▶ **What you are asked to do**
Look through the entries below and report every line that has "woman".

====================

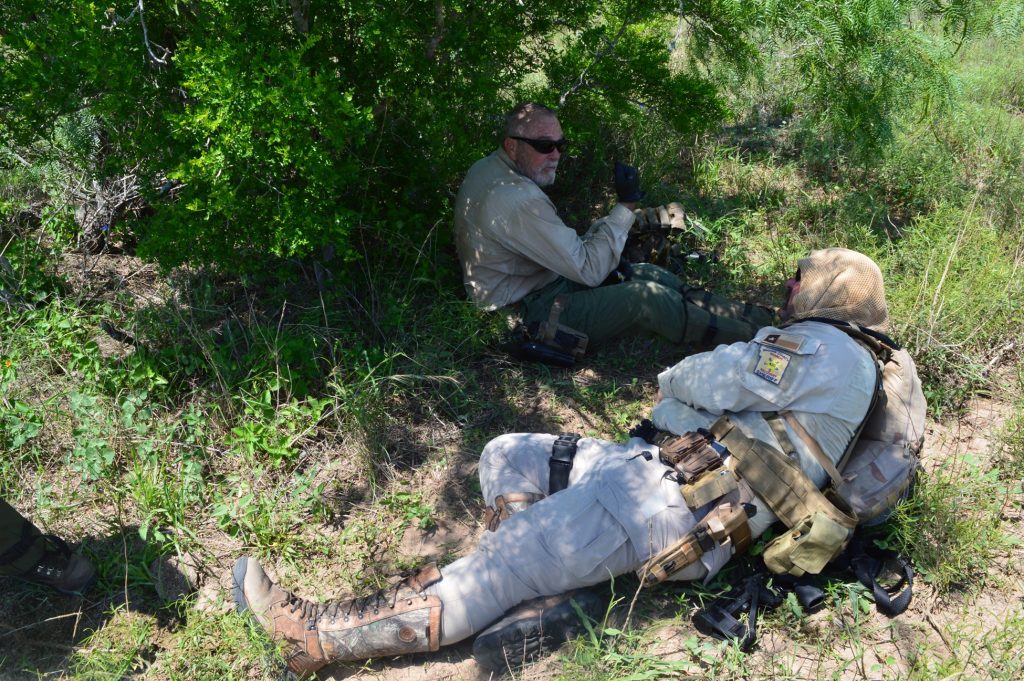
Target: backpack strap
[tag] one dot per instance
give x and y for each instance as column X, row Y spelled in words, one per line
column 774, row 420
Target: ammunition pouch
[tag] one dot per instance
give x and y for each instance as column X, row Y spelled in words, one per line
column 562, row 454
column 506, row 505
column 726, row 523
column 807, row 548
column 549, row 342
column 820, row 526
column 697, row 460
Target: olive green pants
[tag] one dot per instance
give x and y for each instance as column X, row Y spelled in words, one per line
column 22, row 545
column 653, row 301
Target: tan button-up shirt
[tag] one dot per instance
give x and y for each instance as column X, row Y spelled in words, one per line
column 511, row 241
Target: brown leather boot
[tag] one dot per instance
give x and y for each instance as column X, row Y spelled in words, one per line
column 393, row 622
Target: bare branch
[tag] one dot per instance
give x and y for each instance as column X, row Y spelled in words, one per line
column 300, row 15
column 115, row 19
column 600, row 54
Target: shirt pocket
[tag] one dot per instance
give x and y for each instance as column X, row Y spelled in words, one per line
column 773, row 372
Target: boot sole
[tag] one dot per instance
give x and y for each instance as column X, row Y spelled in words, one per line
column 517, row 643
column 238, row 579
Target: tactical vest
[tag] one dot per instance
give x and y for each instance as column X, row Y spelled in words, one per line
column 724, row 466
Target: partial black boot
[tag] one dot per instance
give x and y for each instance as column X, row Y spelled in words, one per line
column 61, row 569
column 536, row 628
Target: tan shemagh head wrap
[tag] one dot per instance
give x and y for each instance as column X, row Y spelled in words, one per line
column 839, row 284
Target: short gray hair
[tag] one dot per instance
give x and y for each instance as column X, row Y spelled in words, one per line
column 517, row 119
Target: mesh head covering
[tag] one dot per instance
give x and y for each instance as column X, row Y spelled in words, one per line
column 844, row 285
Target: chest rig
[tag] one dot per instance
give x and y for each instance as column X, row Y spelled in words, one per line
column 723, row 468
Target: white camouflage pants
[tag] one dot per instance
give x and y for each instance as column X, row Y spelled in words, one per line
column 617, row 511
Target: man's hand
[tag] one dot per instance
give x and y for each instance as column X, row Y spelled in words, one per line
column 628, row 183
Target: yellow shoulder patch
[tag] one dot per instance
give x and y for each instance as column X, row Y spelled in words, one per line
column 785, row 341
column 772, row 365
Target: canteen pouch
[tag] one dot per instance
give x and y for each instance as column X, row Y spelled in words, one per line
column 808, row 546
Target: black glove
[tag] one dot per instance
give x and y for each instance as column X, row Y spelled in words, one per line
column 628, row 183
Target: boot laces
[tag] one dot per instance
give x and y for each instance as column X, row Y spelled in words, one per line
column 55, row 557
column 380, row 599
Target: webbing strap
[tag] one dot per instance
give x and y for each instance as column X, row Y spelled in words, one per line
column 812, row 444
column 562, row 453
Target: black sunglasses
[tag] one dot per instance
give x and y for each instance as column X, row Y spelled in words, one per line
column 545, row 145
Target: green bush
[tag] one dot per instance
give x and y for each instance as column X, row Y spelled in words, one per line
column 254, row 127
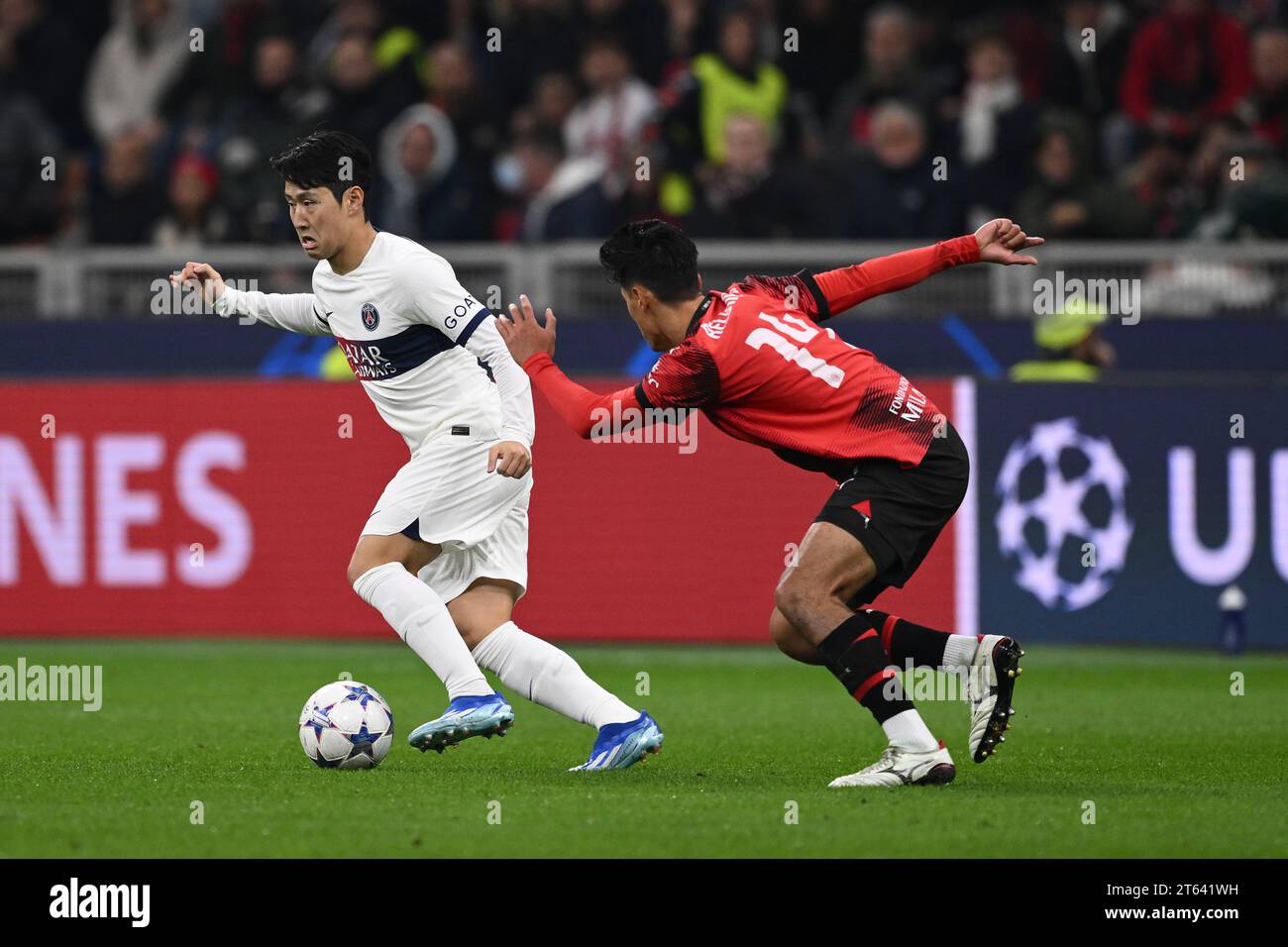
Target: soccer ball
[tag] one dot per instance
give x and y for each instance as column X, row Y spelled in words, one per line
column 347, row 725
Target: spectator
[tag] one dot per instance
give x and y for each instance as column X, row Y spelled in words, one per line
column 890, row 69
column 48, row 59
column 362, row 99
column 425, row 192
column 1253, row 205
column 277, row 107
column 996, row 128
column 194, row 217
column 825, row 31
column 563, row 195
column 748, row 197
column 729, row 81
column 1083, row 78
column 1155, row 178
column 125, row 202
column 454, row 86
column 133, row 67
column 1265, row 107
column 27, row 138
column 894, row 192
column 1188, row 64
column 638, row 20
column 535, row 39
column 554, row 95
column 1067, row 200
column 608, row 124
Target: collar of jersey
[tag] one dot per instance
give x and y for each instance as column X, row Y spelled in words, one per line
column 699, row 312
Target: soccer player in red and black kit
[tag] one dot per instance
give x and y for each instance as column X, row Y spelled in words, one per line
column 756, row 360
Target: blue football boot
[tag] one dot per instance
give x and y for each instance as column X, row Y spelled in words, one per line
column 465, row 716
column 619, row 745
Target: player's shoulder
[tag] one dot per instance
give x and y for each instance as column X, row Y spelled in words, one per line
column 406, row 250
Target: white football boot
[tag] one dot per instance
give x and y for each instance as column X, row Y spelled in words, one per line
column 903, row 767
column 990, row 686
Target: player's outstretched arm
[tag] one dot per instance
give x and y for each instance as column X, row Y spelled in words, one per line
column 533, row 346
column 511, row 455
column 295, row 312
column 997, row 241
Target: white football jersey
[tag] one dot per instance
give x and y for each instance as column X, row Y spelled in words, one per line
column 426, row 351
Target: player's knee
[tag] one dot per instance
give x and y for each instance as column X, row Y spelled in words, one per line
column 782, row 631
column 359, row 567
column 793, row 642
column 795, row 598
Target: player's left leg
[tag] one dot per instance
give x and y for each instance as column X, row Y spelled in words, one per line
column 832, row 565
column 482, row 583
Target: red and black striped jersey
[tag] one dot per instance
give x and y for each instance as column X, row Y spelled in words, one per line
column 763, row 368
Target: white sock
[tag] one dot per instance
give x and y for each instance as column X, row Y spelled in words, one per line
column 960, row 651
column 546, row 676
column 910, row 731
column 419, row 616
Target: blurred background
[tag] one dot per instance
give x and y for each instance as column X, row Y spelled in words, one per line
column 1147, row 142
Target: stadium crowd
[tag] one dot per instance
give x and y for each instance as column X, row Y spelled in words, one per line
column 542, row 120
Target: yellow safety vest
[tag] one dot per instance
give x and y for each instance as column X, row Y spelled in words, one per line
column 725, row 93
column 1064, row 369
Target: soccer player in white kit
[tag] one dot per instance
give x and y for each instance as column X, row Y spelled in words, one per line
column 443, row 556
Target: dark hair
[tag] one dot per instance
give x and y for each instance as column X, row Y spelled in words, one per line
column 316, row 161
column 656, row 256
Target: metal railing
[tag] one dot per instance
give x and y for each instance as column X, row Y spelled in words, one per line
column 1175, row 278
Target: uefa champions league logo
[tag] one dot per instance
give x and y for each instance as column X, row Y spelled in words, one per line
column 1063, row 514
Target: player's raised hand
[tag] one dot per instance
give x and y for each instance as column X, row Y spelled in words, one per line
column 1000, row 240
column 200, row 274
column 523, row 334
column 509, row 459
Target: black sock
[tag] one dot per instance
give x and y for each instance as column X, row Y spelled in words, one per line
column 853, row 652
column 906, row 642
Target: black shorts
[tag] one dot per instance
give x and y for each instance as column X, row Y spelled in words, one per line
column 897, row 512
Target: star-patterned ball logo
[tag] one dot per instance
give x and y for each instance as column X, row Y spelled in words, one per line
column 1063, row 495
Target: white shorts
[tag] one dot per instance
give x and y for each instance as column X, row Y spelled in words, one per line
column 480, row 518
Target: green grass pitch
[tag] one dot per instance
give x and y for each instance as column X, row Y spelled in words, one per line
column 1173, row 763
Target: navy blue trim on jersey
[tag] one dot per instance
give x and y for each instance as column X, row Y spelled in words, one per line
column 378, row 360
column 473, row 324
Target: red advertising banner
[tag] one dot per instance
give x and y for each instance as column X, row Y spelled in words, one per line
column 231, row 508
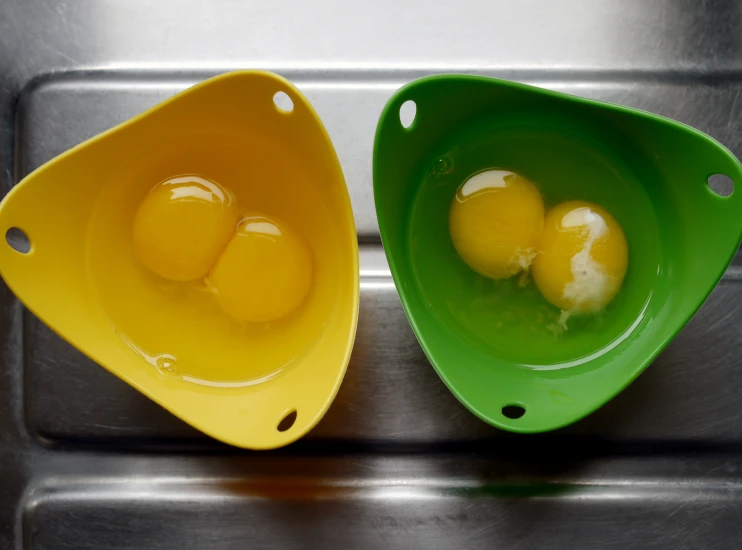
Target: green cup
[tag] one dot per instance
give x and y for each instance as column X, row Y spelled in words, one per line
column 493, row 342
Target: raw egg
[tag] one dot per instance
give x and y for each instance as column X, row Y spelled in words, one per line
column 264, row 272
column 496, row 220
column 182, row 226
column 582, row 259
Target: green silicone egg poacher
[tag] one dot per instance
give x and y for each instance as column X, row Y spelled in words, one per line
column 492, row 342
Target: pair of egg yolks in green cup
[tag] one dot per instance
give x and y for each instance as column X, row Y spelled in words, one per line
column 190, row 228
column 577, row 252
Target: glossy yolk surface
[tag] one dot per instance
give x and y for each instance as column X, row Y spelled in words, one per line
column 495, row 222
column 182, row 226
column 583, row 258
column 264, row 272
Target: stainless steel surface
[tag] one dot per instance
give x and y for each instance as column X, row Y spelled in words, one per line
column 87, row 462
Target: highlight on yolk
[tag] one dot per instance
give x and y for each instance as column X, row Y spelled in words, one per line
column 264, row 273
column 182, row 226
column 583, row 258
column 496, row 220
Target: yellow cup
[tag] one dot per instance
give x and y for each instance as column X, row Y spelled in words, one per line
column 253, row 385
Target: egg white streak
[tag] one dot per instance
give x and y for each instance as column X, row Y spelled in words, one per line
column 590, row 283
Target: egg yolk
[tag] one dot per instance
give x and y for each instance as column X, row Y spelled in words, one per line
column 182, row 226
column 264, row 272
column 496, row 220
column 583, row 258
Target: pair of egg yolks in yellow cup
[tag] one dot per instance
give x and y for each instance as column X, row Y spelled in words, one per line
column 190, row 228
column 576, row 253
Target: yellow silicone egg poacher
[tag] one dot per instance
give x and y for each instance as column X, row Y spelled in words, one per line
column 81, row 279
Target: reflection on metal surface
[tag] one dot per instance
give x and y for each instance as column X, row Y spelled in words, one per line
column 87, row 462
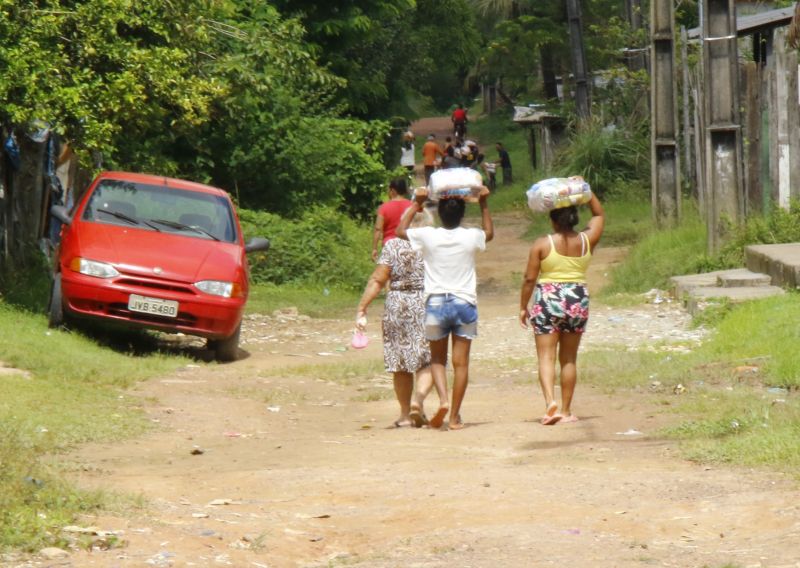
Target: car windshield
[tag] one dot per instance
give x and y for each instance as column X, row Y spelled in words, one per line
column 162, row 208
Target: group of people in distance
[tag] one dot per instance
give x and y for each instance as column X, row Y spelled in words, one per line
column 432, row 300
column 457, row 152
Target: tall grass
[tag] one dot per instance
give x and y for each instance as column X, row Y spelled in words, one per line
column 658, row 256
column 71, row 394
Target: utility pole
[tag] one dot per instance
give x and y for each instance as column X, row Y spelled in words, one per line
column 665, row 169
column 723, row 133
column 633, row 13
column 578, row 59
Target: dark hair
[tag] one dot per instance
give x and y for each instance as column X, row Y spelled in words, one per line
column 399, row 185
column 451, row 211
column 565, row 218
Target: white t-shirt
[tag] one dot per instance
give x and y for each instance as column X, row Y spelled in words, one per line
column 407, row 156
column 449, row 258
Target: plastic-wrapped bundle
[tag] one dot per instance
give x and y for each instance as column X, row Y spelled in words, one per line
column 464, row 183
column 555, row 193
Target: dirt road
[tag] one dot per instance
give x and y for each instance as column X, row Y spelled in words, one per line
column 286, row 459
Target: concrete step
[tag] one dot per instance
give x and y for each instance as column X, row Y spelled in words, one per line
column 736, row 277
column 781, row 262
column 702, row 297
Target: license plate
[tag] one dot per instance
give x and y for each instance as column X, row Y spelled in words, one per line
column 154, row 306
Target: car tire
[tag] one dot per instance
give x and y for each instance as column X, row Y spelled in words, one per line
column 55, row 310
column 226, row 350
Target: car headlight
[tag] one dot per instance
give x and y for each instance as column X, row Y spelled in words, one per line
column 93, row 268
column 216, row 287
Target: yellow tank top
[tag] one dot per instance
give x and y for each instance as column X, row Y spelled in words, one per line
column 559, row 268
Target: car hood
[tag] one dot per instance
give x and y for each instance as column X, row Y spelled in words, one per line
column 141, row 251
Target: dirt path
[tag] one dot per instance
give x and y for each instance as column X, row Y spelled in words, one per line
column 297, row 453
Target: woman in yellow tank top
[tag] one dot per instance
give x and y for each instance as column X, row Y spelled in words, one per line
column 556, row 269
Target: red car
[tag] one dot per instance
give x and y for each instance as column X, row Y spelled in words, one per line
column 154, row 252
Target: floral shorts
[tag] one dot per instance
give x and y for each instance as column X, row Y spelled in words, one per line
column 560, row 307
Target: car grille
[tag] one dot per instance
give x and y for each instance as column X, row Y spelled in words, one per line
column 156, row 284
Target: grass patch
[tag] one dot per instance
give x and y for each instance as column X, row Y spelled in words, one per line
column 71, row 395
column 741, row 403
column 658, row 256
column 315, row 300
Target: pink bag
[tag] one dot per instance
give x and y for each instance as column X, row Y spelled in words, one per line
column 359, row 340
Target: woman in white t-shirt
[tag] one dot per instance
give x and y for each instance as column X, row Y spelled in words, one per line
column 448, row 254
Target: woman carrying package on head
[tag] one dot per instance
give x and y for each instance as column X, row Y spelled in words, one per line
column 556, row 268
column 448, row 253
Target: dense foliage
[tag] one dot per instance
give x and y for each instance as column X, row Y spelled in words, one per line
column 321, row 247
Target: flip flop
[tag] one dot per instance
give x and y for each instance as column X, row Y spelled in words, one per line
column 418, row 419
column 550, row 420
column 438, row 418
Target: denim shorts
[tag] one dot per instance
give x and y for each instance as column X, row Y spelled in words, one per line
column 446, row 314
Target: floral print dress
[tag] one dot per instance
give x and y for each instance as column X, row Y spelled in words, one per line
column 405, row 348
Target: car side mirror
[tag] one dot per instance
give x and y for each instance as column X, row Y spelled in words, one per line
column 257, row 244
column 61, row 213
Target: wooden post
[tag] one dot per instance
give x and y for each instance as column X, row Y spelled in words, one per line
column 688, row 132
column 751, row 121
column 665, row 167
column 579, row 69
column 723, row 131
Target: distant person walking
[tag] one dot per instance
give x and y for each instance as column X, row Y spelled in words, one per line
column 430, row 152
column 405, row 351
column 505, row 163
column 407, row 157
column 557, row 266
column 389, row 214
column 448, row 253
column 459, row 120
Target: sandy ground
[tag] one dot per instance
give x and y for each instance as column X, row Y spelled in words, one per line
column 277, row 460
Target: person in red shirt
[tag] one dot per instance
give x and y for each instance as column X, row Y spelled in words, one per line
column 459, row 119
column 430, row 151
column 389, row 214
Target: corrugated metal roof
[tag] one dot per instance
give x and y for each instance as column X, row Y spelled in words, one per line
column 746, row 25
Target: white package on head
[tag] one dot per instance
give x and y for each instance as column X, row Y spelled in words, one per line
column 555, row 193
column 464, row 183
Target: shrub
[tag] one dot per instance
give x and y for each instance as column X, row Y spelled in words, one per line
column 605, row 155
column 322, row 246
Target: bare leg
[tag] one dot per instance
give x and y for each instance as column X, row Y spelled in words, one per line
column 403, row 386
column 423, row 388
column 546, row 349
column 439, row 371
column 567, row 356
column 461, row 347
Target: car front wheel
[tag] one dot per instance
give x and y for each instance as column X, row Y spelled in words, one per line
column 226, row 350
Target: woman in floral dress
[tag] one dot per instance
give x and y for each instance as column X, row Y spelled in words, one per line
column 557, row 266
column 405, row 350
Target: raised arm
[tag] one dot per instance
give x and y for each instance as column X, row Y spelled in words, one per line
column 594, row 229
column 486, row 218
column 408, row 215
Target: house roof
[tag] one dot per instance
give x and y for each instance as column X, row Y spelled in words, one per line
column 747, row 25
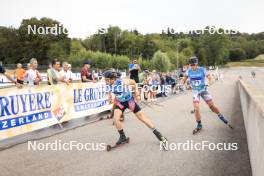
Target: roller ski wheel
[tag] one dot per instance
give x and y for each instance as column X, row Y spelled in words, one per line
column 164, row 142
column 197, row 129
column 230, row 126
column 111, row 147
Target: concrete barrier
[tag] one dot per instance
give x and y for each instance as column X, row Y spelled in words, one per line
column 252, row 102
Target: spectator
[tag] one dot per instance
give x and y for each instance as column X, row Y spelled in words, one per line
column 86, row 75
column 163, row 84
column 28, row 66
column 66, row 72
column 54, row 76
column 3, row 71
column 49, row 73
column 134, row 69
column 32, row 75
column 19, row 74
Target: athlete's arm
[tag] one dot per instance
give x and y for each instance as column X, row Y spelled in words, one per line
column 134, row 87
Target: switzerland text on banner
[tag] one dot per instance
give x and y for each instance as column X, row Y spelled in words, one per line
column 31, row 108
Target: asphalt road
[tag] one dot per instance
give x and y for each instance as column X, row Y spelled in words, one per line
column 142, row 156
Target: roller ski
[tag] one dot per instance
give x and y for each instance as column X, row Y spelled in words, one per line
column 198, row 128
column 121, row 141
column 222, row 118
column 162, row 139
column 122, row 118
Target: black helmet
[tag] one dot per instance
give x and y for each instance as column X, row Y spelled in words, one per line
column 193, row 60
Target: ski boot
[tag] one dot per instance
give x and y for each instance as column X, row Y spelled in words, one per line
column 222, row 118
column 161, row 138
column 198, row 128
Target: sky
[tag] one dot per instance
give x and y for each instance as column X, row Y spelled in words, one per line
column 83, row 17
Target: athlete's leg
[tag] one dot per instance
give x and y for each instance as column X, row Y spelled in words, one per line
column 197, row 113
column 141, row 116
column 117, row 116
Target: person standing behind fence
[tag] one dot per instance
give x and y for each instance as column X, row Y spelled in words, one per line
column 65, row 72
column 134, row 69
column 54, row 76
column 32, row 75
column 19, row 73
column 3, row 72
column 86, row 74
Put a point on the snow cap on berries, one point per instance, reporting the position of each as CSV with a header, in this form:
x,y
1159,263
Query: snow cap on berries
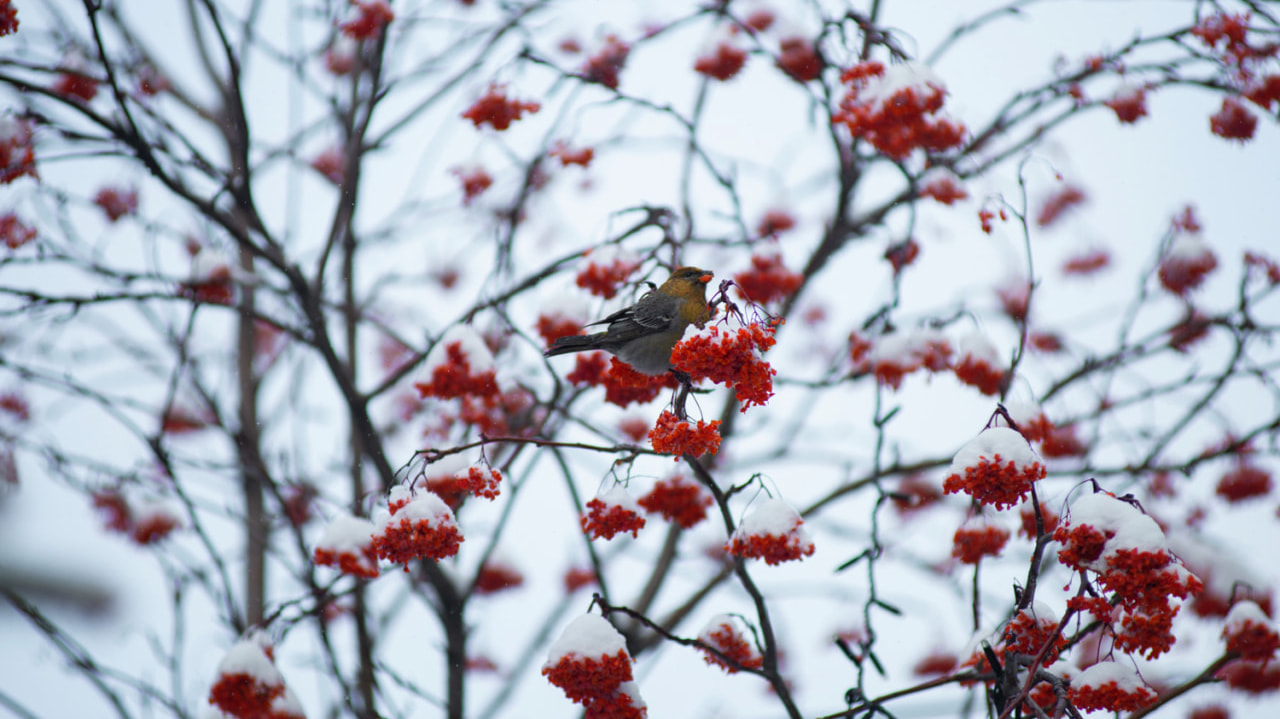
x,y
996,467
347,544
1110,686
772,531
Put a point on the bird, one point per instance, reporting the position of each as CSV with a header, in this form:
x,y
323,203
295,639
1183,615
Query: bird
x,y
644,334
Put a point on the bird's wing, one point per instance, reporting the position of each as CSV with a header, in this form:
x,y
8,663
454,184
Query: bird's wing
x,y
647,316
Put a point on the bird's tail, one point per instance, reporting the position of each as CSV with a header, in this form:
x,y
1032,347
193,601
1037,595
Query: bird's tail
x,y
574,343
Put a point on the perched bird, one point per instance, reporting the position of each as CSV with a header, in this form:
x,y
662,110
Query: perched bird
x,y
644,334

====================

▶ **Exercise response**
Target: woman in yellow tank top
Target: woman in white t-shirt
Target: woman carrying package on head
Target: woman in floral dress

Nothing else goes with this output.